What the task asks: Reproduce the material below exactly, starting at the line that contains "[pin] stone chimney -- one per line" and continuing through the last line, with both ends included.

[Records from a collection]
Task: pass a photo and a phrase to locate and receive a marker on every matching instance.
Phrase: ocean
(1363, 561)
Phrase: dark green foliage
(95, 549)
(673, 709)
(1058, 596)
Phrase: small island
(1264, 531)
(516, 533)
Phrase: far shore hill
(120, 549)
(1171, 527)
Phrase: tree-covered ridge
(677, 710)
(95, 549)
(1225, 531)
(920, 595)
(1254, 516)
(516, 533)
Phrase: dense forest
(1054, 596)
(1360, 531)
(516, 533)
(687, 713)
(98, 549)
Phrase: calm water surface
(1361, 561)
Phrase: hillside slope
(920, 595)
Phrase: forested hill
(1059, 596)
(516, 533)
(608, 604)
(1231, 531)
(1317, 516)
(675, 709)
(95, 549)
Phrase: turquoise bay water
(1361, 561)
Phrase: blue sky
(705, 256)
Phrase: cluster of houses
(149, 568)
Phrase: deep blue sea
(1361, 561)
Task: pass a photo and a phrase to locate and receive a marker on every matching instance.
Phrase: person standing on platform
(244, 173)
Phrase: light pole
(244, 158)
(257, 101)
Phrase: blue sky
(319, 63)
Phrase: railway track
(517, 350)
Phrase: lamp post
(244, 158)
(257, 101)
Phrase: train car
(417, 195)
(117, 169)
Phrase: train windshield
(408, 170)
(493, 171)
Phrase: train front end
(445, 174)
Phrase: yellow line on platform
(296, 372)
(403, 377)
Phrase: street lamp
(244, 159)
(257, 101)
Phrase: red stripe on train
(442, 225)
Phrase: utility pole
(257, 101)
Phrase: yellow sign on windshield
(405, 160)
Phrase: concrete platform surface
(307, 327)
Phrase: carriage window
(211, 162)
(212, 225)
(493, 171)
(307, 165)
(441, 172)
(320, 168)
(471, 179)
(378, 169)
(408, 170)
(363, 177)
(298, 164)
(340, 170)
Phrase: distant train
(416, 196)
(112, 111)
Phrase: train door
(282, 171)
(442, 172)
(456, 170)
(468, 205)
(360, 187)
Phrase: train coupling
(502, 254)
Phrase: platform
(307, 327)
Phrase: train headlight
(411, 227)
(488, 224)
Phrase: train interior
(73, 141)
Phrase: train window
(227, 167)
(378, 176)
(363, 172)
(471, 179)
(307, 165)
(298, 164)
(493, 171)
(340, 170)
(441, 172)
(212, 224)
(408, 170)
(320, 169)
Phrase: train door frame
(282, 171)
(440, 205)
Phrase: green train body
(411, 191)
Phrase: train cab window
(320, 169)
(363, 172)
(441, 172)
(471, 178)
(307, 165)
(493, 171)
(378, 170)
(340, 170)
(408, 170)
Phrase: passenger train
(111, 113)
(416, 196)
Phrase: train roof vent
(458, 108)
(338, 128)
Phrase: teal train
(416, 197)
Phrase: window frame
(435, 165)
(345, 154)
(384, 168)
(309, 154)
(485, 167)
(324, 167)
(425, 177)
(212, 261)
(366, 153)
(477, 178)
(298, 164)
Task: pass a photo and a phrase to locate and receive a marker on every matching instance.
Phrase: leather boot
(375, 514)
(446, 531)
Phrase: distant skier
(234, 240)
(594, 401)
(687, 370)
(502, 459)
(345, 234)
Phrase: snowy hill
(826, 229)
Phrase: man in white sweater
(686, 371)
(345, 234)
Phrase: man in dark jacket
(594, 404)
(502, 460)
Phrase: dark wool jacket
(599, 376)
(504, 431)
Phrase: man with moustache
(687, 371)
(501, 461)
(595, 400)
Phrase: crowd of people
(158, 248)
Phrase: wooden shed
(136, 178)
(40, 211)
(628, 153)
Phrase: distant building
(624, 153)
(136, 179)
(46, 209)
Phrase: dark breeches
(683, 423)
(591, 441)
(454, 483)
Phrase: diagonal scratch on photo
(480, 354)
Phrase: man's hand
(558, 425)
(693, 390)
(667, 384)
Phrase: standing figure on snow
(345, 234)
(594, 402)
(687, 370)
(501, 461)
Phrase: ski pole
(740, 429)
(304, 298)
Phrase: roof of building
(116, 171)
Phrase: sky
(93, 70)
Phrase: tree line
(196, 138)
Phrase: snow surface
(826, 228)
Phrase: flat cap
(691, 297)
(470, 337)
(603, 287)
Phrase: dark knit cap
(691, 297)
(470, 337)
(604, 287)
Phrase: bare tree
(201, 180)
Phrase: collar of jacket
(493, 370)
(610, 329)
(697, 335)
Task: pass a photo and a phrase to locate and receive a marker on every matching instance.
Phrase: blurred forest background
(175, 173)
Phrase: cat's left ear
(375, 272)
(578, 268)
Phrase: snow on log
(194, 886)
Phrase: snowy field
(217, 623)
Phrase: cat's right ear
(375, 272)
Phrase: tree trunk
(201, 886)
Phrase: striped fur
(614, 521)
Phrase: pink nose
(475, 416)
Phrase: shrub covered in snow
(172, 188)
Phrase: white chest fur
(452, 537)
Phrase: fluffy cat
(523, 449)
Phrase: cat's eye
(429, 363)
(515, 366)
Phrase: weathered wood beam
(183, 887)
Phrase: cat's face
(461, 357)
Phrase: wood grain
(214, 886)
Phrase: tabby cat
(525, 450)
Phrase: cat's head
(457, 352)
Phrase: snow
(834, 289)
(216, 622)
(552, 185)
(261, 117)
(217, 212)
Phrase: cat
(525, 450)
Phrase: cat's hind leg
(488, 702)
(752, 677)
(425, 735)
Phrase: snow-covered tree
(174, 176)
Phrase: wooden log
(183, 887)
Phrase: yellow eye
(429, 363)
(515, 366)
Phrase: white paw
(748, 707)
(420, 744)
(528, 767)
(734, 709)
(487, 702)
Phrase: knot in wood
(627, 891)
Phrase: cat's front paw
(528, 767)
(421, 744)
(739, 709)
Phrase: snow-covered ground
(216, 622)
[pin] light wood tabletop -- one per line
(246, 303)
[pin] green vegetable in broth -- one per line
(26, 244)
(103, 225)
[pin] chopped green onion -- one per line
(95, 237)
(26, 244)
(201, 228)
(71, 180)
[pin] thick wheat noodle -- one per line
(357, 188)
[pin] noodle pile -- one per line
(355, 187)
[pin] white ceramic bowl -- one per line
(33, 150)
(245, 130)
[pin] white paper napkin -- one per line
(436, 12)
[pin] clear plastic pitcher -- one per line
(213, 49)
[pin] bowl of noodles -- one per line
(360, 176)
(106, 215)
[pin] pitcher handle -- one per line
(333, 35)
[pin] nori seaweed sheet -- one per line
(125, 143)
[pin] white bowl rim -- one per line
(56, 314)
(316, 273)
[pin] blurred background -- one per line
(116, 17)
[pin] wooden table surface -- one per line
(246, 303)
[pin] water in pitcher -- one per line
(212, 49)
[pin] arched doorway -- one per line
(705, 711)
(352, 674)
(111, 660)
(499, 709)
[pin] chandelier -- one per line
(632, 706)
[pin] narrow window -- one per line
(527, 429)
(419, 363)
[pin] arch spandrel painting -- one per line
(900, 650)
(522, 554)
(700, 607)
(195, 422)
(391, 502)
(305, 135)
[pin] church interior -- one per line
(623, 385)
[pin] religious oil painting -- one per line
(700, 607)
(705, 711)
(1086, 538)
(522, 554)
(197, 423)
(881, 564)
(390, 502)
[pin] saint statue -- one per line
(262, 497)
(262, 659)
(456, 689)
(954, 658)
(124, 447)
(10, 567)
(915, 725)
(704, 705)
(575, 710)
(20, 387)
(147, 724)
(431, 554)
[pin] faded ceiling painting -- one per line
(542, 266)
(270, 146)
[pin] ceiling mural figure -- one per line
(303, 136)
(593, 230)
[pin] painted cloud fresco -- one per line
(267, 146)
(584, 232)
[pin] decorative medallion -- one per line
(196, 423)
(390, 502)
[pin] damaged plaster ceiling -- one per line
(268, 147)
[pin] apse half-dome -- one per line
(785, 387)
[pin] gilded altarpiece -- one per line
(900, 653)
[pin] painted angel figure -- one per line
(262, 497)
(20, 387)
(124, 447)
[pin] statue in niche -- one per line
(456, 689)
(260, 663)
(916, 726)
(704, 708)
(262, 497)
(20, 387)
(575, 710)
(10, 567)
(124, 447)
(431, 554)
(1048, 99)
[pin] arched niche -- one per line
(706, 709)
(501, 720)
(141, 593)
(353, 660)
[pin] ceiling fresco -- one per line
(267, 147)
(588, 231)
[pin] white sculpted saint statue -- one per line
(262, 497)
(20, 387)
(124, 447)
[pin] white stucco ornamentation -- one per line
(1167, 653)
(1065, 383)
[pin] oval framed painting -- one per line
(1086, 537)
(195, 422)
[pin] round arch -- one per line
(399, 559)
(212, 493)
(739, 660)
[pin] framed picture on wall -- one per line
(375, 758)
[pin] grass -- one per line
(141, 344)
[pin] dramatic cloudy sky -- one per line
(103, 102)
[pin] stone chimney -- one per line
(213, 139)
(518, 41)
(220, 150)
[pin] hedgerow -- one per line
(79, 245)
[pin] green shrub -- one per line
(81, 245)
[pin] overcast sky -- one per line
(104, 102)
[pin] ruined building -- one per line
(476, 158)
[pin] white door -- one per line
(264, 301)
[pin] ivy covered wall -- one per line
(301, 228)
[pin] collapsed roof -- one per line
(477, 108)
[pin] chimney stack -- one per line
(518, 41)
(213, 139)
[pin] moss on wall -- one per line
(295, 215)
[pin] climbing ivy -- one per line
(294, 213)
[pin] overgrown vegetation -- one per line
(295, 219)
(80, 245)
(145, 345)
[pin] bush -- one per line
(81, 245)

Problem solution:
[pin] stone chimney -- one per line
(213, 139)
(518, 41)
(220, 150)
[pin] hedgerow -- one per line
(79, 245)
[pin] green shrub -- one per line
(81, 245)
[pin] overcast sky -- one per line
(104, 102)
[pin] ruined building -- one per line
(476, 158)
[pin] white door -- one per line
(264, 301)
[pin] ivy covered wall -- one per line
(301, 228)
[pin] collapsed roof -- one per line
(477, 108)
[pin] chimney stack -- one per line
(518, 41)
(213, 139)
[pin] moss on wall -- one per line
(295, 215)
[pin] climbing ivy -- one per line
(294, 213)
[pin] overgrown vegetation -- one per line
(295, 219)
(80, 245)
(145, 345)
[pin] bush -- one per line
(81, 245)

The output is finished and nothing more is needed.